Return the run of lines below that opens with the line containing "of the tree" and closes with the line containing "the dark jeans.", keeping each one exact.

-------- SUPPLIED DATA --------

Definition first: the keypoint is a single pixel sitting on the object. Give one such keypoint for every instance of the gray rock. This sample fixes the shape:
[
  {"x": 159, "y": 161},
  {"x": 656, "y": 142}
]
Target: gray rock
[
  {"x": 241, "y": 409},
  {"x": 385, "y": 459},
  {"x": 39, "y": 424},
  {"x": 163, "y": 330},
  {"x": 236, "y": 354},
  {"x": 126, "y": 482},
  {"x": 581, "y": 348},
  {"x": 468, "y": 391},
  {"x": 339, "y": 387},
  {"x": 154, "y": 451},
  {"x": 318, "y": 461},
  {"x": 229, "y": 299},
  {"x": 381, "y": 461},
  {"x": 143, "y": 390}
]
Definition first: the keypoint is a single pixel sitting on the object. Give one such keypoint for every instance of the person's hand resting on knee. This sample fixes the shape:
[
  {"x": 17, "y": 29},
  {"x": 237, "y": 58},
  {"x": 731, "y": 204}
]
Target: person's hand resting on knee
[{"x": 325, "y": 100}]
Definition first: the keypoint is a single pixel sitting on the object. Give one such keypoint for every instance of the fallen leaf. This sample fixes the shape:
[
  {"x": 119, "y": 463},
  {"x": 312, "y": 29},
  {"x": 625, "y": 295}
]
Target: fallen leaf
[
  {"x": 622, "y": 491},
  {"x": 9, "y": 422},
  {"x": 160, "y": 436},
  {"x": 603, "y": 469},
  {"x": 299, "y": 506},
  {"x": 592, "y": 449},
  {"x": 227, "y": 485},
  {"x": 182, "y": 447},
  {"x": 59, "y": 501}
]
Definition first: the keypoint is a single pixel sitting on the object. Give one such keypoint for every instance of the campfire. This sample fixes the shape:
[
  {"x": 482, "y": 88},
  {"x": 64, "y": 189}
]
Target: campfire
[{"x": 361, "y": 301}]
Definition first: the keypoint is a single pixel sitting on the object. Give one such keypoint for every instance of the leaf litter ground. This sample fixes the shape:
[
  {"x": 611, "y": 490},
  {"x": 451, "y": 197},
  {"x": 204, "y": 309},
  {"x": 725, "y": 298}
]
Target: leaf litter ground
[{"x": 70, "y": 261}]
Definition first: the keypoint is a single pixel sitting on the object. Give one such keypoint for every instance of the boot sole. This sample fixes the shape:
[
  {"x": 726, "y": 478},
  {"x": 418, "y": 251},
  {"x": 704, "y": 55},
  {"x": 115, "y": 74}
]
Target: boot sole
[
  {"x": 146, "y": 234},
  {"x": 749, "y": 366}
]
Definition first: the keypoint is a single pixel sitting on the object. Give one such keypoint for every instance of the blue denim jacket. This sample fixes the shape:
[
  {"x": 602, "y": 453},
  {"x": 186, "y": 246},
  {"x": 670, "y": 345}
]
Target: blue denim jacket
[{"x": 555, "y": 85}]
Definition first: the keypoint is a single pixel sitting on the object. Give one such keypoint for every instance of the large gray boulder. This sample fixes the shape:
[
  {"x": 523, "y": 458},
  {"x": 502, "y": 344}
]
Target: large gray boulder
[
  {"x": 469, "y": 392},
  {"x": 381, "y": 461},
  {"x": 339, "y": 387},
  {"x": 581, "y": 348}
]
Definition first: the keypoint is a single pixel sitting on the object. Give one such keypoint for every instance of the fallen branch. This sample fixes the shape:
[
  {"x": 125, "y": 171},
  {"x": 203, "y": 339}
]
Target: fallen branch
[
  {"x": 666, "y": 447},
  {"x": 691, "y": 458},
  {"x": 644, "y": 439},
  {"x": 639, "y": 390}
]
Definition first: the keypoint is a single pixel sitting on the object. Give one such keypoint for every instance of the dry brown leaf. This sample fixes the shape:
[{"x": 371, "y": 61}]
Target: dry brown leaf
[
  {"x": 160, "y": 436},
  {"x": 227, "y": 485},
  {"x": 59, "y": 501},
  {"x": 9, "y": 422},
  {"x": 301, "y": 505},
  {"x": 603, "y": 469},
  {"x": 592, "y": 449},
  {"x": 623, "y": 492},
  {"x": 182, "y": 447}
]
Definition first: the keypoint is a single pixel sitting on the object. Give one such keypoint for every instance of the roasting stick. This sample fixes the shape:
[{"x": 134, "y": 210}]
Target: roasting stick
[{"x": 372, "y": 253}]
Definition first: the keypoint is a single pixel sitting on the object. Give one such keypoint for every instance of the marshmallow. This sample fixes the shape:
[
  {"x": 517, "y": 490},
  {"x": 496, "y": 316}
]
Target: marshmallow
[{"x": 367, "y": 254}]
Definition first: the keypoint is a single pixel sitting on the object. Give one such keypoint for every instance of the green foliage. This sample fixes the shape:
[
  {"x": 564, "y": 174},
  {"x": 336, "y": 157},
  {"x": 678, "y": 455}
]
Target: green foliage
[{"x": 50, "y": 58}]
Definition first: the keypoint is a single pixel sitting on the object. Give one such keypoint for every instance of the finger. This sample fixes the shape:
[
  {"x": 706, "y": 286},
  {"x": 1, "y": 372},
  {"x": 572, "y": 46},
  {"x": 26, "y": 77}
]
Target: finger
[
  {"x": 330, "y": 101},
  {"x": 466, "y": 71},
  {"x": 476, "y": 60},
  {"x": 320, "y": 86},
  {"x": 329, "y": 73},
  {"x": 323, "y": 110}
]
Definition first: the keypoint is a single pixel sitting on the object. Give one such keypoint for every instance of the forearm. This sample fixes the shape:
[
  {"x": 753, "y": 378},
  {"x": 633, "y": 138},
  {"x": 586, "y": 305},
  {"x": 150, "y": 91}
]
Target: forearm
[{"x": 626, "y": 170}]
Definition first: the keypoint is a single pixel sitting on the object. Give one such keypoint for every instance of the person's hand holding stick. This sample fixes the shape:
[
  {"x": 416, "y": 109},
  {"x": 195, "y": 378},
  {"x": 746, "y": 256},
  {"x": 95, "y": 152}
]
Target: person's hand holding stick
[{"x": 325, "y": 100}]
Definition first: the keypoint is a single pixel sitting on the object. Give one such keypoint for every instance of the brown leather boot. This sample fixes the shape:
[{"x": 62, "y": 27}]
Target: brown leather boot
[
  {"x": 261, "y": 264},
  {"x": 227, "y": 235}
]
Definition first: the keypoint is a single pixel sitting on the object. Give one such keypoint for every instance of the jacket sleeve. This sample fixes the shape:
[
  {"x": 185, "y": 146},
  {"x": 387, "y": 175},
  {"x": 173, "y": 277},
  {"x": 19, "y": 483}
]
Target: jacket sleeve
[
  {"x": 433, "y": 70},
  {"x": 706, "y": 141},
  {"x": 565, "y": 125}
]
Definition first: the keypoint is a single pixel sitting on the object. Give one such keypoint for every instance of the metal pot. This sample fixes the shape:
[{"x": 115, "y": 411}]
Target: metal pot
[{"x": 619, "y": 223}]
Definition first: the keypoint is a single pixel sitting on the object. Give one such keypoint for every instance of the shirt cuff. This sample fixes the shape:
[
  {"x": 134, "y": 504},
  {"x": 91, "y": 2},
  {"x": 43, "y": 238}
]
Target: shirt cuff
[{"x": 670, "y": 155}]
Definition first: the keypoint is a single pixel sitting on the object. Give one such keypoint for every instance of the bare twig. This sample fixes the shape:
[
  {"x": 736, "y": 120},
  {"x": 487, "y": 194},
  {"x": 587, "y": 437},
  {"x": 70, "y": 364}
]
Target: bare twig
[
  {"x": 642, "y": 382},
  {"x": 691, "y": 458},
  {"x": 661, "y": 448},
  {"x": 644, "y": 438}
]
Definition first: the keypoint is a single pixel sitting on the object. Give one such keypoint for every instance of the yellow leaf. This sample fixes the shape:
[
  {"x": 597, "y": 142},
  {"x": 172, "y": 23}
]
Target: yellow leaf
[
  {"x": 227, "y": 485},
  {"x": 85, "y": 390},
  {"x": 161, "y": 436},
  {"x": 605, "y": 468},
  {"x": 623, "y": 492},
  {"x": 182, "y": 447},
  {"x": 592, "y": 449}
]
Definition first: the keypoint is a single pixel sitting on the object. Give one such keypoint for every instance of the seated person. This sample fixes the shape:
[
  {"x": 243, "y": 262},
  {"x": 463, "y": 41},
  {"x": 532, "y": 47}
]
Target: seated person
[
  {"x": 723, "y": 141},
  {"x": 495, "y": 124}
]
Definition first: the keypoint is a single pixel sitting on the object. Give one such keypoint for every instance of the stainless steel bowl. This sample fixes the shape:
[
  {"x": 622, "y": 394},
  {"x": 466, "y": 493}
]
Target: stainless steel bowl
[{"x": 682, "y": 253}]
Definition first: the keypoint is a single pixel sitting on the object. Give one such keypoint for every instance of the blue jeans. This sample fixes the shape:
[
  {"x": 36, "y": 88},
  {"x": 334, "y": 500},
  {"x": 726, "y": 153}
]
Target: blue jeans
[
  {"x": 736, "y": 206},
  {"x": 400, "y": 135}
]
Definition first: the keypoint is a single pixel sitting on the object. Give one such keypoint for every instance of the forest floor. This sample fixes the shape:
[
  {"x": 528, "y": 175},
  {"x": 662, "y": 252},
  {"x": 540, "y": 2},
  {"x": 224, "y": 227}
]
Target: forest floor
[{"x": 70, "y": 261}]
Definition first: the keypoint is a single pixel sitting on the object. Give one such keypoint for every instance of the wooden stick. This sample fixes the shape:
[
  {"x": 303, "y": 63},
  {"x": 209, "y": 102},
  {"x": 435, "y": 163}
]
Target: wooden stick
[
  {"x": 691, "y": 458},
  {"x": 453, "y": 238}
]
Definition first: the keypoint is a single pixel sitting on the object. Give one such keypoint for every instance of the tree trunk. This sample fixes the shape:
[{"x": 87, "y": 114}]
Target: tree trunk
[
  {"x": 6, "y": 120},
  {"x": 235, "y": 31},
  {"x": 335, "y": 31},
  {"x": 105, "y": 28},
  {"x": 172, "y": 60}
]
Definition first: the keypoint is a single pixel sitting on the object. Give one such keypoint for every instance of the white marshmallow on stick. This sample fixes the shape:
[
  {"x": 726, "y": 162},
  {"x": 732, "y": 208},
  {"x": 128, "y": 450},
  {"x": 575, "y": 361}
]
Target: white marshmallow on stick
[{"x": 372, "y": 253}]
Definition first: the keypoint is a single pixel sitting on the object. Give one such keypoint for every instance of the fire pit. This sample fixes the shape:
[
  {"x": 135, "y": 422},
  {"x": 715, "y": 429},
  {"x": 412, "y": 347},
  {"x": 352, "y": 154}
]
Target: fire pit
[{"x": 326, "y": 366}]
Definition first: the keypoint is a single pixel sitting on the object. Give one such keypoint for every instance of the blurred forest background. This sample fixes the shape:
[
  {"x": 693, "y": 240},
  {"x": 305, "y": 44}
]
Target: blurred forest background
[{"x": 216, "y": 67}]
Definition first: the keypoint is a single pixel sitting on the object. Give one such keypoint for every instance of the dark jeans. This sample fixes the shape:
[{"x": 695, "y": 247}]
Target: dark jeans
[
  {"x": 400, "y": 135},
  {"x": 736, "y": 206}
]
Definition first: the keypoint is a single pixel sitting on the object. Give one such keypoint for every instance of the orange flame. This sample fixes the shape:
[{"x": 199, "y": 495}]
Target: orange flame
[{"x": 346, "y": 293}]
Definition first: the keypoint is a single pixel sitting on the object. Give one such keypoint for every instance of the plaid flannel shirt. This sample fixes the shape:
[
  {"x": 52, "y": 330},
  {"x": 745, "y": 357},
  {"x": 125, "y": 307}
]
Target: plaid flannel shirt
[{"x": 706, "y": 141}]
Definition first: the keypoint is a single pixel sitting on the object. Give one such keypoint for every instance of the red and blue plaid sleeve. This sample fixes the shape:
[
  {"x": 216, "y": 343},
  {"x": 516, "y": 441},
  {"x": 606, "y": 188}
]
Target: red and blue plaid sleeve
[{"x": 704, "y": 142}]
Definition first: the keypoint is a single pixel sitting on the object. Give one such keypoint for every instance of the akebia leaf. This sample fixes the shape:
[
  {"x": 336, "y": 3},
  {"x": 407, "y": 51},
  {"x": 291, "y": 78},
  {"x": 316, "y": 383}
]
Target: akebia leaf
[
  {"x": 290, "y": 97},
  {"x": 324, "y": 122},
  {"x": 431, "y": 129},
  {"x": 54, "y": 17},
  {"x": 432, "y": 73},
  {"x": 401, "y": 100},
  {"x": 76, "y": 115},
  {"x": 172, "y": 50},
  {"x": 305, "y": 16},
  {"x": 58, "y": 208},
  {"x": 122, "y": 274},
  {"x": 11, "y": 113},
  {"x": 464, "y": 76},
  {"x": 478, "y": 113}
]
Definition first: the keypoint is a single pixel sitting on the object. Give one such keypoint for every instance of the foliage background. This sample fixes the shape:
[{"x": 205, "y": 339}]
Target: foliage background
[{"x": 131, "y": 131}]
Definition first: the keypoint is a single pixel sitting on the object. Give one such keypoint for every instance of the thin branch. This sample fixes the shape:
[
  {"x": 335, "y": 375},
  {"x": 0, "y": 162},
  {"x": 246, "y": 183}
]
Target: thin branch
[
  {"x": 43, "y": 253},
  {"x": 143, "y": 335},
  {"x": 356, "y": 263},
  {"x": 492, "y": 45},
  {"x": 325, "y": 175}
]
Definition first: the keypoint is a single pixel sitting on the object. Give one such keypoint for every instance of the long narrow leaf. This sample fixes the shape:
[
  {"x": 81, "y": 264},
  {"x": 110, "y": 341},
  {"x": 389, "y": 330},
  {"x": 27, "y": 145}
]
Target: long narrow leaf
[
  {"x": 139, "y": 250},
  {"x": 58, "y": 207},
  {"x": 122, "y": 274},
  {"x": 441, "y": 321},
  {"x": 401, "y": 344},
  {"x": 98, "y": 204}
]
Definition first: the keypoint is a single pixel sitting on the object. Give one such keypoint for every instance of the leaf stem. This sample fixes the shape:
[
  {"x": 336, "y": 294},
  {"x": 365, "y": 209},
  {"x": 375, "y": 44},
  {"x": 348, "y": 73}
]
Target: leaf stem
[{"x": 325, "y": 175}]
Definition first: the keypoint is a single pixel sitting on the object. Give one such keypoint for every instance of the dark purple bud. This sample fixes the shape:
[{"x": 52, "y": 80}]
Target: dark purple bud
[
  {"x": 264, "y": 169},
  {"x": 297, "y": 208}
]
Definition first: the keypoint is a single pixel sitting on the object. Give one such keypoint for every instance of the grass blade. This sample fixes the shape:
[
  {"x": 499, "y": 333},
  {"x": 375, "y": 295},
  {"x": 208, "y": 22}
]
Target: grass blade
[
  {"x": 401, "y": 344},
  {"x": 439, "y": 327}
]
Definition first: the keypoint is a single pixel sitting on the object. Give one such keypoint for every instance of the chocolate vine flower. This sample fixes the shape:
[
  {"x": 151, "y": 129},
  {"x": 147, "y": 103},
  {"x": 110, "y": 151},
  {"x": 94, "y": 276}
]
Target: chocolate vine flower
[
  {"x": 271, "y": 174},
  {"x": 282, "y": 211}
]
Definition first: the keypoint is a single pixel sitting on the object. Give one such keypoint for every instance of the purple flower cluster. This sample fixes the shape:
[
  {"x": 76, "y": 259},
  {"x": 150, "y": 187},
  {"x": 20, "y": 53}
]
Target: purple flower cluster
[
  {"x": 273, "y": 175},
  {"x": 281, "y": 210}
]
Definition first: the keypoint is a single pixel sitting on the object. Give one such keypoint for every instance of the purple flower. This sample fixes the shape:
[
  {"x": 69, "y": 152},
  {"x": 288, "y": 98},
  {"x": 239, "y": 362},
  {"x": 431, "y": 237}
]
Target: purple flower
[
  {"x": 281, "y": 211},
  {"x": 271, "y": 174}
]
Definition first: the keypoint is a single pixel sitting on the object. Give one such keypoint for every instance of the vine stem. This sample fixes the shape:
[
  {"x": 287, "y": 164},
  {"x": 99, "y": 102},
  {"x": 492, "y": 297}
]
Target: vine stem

--------

* [EXERCISE SOLUTION]:
Definition first: the keypoint is a single pixel sitting on the object. Give one such keypoint for every instance of the tree trunk. This sample fixes the shape:
[{"x": 87, "y": 114}]
Target: tree trunk
[
  {"x": 6, "y": 120},
  {"x": 235, "y": 31},
  {"x": 335, "y": 31},
  {"x": 105, "y": 28},
  {"x": 172, "y": 60}
]
Definition first: the keypoint is a single pixel sitting on the object. Give one such keypoint for every instance of the white marshmallow on stick. This sample fixes the shape:
[
  {"x": 726, "y": 162},
  {"x": 732, "y": 208},
  {"x": 128, "y": 450},
  {"x": 575, "y": 361}
]
Target: white marshmallow on stick
[{"x": 372, "y": 253}]
Definition first: the keypoint is a single pixel sitting on the object. Give one such keypoint for every instance of the fire pit. This sample fixes the shape:
[
  {"x": 135, "y": 422},
  {"x": 715, "y": 429},
  {"x": 412, "y": 347},
  {"x": 352, "y": 154}
]
Target: fire pit
[{"x": 326, "y": 366}]
Definition first: the keypoint is a single pixel sitting on the object. Give one such keypoint for every instance of the blurred forest background. This sample fixes the shape:
[
  {"x": 693, "y": 240},
  {"x": 305, "y": 44}
]
Target: blurred forest background
[{"x": 216, "y": 67}]
Definition first: the keypoint is a single pixel sitting on the object. Give one such keypoint for every instance of the dark jeans. This sample fixes the shape:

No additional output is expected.